(Data items)
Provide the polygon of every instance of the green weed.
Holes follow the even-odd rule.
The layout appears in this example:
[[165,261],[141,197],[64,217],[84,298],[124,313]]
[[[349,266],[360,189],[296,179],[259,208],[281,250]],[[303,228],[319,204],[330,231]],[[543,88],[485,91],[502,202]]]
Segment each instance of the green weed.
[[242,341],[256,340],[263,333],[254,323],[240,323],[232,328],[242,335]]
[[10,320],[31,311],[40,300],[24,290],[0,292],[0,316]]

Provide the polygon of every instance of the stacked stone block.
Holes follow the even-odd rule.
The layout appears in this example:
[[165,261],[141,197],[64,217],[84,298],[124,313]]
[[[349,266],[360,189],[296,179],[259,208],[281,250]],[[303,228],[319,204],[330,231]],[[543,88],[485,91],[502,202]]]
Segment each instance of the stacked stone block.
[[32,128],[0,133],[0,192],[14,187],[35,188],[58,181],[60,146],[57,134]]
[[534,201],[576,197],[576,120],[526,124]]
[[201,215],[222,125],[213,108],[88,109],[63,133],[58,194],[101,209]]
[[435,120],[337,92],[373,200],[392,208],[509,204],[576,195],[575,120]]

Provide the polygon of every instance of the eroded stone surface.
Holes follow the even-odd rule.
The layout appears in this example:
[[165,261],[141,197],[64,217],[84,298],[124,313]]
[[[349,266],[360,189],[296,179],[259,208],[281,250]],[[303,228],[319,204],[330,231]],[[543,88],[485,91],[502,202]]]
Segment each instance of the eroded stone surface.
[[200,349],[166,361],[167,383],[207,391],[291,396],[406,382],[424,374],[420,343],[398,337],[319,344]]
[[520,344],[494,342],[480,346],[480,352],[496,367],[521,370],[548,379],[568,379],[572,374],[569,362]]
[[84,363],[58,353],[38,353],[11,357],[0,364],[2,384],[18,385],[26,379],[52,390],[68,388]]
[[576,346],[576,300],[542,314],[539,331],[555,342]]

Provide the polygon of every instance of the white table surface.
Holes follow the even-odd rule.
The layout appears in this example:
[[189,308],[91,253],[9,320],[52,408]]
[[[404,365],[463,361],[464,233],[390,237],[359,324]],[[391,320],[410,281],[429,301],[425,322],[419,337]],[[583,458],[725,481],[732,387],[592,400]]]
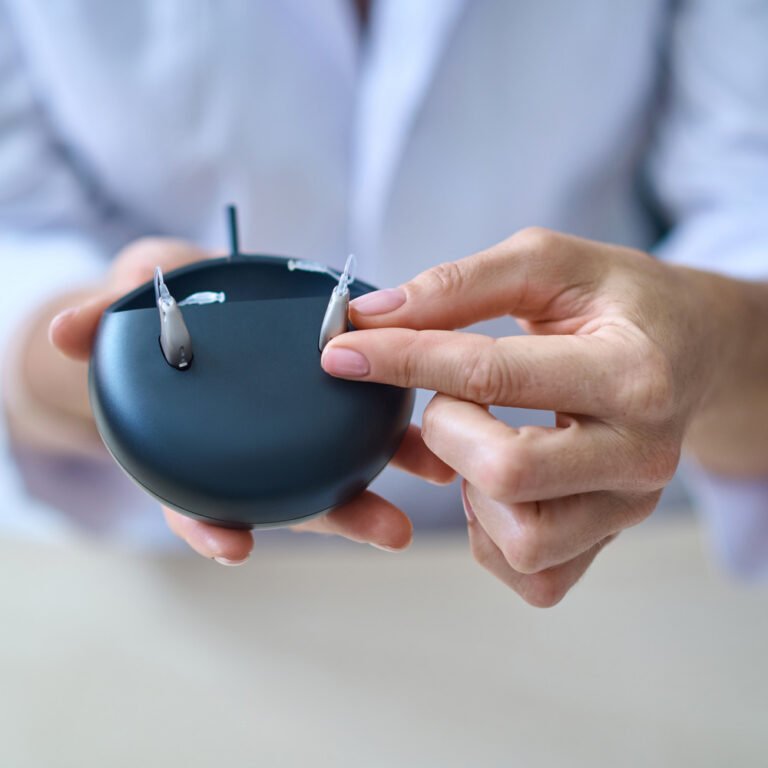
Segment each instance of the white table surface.
[[688,517],[548,611],[463,536],[296,542],[224,568],[0,541],[0,766],[768,765],[768,590]]

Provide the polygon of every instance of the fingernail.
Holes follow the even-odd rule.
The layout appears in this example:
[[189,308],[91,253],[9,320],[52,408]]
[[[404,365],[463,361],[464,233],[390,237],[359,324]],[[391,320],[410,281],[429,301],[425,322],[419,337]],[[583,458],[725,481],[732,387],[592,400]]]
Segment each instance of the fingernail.
[[243,563],[248,561],[249,557],[250,557],[250,555],[248,555],[247,557],[244,557],[242,560],[230,560],[228,557],[214,557],[213,559],[219,565],[233,566],[233,565],[242,565]]
[[400,550],[395,547],[388,547],[385,544],[374,544],[372,541],[368,542],[374,549],[380,549],[382,552],[399,552]]
[[74,317],[79,311],[80,307],[70,307],[69,309],[62,310],[58,315],[54,316],[53,320],[51,320],[51,328],[68,320],[70,317]]
[[343,347],[326,347],[322,365],[323,369],[333,376],[366,376],[371,370],[365,355]]
[[65,323],[70,318],[74,317],[78,312],[80,311],[80,307],[70,307],[69,309],[65,309],[62,312],[59,312],[58,315],[55,315],[53,320],[48,325],[48,341],[53,344],[53,337],[58,330],[59,326],[62,323]]
[[355,299],[350,305],[359,315],[384,315],[394,312],[405,304],[405,291],[402,288],[385,288],[383,291],[366,293]]
[[468,523],[474,523],[477,518],[475,517],[475,510],[472,509],[472,505],[469,503],[469,498],[467,497],[467,488],[465,483],[461,484],[461,501],[462,506],[464,507],[464,515],[467,518]]

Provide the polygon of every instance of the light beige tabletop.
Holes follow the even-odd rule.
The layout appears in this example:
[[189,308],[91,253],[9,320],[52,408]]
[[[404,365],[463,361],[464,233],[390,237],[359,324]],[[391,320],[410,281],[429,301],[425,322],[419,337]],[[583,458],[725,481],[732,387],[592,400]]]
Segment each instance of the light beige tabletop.
[[768,765],[768,593],[687,517],[549,611],[459,535],[239,569],[3,540],[0,616],[1,768]]

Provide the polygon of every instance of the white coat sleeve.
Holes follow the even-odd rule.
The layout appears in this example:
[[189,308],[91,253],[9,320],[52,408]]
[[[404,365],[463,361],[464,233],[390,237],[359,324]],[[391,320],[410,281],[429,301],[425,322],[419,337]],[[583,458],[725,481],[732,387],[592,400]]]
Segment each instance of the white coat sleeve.
[[[102,275],[114,247],[114,233],[103,205],[77,164],[57,141],[44,99],[24,61],[17,31],[0,0],[0,365],[27,315],[48,297]],[[63,466],[67,464],[67,466]],[[55,465],[55,466],[54,466]],[[31,471],[30,468],[33,468]],[[0,530],[6,534],[60,535],[73,512],[58,499],[66,480],[84,488],[104,472],[29,456],[13,446],[0,413]],[[38,494],[29,479],[48,478],[51,493]],[[53,485],[56,488],[53,488]],[[53,491],[56,491],[55,493]],[[59,490],[62,490],[59,493]],[[72,496],[72,494],[69,494]],[[73,497],[74,498],[74,497]],[[109,498],[109,496],[107,496]]]
[[[657,254],[768,280],[768,2],[674,7],[649,162],[671,226]],[[688,474],[721,558],[741,575],[768,577],[768,477],[737,481],[695,467]]]
[[57,140],[0,0],[0,328],[39,300],[103,272],[95,192]]

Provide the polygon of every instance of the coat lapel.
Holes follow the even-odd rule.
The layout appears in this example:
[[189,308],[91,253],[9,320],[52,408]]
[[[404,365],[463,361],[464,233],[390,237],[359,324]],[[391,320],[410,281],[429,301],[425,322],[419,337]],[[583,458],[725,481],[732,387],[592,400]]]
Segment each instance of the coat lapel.
[[376,243],[408,133],[466,0],[378,0],[360,70],[350,244],[373,277]]

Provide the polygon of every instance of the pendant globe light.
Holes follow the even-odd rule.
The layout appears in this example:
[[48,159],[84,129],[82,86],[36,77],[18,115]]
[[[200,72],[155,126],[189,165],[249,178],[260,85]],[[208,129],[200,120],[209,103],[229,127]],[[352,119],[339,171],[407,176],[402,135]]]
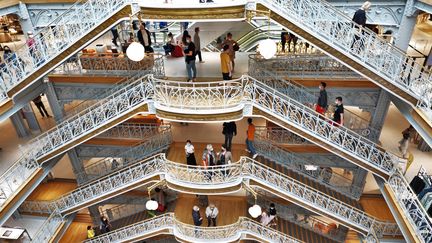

Your instructions: Your answer should be all lines from the data that contain "Provide".

Answer to this task:
Provide the polygon of every instance of the green weed.
Provide the polygon of every instance of the stacked stone block.
Provide the polygon of every instance of the eroded stone surface.
Provide the polygon of every instance of the white table surface.
Provide the polygon of every instance of the fingernail.
Provide the polygon of every instance of the light beige tabletop.
Provide the polygon of every instance of the white coat sleeve.
Provide the polygon of every instance of the coat lapel.
Provide the polygon of every instance of the pendant globe light.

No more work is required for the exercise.